ACTIVITY:
Up to and including the line with "point: one pixel per instance, each like <point>683,408</point>.", copy the records below exactly from their first line.

WORKING DATA:
- Opening Delimiter -

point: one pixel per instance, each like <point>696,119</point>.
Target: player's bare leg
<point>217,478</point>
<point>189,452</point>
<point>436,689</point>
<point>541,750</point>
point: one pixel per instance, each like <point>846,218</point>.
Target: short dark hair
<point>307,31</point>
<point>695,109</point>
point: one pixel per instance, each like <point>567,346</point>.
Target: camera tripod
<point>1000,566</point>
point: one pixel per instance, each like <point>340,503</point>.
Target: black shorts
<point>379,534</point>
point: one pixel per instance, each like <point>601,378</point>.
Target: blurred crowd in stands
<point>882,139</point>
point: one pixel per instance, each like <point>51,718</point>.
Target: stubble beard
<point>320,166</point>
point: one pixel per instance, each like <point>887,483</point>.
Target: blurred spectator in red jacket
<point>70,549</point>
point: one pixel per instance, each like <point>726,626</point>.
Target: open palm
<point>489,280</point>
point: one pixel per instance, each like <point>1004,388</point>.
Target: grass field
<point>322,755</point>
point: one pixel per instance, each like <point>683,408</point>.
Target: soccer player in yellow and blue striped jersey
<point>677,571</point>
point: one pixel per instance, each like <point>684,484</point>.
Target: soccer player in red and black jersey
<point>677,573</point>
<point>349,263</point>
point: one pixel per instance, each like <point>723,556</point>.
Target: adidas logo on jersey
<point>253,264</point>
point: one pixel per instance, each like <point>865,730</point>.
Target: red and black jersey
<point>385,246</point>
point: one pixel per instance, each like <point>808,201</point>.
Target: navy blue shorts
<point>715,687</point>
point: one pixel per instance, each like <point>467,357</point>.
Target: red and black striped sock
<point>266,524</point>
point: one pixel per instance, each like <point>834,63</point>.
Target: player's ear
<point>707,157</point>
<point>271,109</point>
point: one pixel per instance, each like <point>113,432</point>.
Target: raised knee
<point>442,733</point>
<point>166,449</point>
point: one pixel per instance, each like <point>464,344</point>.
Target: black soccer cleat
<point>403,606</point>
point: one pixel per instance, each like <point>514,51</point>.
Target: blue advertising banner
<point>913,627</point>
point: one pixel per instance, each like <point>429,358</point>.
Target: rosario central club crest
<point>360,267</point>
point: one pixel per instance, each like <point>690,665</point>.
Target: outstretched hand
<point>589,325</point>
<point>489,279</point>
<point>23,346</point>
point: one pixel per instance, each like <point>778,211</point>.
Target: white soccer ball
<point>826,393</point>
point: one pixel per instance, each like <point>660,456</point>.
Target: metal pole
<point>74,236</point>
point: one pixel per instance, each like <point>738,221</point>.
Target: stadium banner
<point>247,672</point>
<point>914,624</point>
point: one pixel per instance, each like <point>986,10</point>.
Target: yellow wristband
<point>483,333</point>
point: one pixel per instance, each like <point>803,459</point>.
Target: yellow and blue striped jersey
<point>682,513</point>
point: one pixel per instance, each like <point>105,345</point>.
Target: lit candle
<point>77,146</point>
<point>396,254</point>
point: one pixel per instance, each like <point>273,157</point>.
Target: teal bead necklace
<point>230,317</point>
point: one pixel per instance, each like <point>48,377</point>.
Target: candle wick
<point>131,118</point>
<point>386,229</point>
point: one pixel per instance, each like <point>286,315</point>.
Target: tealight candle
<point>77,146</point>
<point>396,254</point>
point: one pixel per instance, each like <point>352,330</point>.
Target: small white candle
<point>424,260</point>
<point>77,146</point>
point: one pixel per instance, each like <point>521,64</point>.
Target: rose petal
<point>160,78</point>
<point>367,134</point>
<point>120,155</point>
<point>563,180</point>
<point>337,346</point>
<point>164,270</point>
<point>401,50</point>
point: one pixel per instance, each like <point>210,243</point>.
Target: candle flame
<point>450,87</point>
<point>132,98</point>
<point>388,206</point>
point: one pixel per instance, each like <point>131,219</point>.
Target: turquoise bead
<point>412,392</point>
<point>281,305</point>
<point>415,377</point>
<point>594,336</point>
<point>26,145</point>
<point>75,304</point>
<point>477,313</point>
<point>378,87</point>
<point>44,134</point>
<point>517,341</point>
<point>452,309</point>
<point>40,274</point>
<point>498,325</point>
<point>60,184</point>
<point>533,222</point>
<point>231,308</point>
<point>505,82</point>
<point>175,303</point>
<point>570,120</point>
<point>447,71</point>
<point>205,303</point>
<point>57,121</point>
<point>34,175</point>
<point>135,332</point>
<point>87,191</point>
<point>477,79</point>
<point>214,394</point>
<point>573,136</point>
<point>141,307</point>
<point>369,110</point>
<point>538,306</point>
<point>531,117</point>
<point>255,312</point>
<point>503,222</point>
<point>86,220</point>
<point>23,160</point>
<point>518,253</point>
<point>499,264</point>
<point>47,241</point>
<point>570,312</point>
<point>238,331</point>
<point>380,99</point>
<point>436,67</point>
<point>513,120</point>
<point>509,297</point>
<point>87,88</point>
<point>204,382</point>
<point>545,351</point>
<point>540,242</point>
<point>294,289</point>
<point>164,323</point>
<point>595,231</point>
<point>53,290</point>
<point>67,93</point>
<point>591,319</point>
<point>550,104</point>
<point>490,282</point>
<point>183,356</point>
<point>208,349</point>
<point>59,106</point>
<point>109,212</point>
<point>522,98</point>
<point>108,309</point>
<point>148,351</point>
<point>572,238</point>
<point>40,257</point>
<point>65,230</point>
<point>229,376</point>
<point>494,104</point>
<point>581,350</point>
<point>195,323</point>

- Closing Delimiter -

RESPONSE AREA:
point: one pixel per instance, each like <point>696,119</point>.
Target: player's bare leg
<point>217,478</point>
<point>189,452</point>
<point>436,689</point>
<point>541,750</point>
point: one pixel per instance, each like <point>846,218</point>.
Target: short dark hair
<point>307,31</point>
<point>695,109</point>
point: one pixel per instance, each like <point>567,346</point>.
Target: camera tripod
<point>1000,566</point>
point: one pixel per instance, each like <point>340,503</point>.
Target: black shorts
<point>379,534</point>
point: one pixel per instance, each like <point>601,378</point>.
Target: blurred crowd in stands
<point>882,139</point>
point: one pixel per instance, each like <point>51,718</point>.
Target: stubble beard
<point>320,166</point>
point: one pixel per instance, each like <point>887,483</point>.
Target: blurred spectator in red jacket
<point>70,549</point>
point: one pixel per instance, each like <point>726,626</point>.
Target: open palm
<point>489,280</point>
point: one pixel per instance, each like <point>1004,388</point>.
Target: grass field
<point>322,755</point>
point: one pixel per instance, each like <point>683,408</point>.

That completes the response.